Image point annotation entries
━━━━━━━━

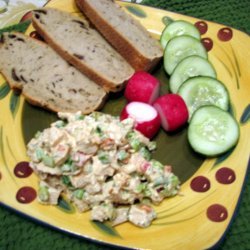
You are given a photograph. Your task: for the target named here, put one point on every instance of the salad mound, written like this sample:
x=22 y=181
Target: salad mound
x=101 y=164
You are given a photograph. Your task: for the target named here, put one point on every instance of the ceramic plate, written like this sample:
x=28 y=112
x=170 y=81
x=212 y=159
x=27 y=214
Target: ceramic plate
x=198 y=217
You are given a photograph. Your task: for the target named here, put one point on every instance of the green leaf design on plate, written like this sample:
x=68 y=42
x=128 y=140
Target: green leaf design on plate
x=167 y=20
x=20 y=27
x=223 y=157
x=136 y=11
x=14 y=103
x=246 y=115
x=65 y=205
x=105 y=228
x=4 y=90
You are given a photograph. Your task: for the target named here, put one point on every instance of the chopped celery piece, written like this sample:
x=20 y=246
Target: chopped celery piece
x=43 y=193
x=39 y=154
x=145 y=153
x=66 y=180
x=60 y=124
x=78 y=193
x=38 y=133
x=104 y=157
x=141 y=187
x=48 y=161
x=122 y=155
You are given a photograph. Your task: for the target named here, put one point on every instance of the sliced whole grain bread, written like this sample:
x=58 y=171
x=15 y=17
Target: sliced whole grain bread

━━━━━━━━

Written exercise
Can you rewrite all of the entries above as a JSON list of strings, with one string per line and no blank lines? Leave the pictures out.

Task response
[
  "You are given a photograph. Your task: for the target named here, put one point on every instance of the salad mound, written like this sample:",
  "x=22 y=181",
  "Target: salad mound",
  "x=101 y=164",
  "You are given a photograph. Your task: for the target named here, put one point on every instance of the ceramic plate, written like this sample:",
  "x=28 y=112",
  "x=170 y=81",
  "x=212 y=159",
  "x=27 y=214",
  "Target: ceramic plate",
  "x=198 y=217",
  "You are given a photograph. Your task: for the target named here, put one point on every instance of the green leaf design on plate, written like this sample:",
  "x=68 y=42",
  "x=128 y=140",
  "Target: green leaf design on plate",
  "x=167 y=20",
  "x=20 y=27",
  "x=223 y=157",
  "x=136 y=11",
  "x=14 y=103",
  "x=246 y=115",
  "x=65 y=205",
  "x=105 y=228",
  "x=4 y=90",
  "You are given a photograph. Your task: for the target named here, put one point on every instance of the chopped celery piece, written like this sample:",
  "x=20 y=246",
  "Target: chopped celery piece",
  "x=43 y=193",
  "x=39 y=154",
  "x=145 y=153",
  "x=66 y=180",
  "x=60 y=124",
  "x=78 y=193",
  "x=38 y=133",
  "x=104 y=157",
  "x=141 y=187",
  "x=48 y=161",
  "x=122 y=155",
  "You are given a photograph. Your task: for the target named here, put one point on every instance of the sliced whole grain bread, written like this sample:",
  "x=58 y=171",
  "x=15 y=17",
  "Target: sliced whole grain bread"
]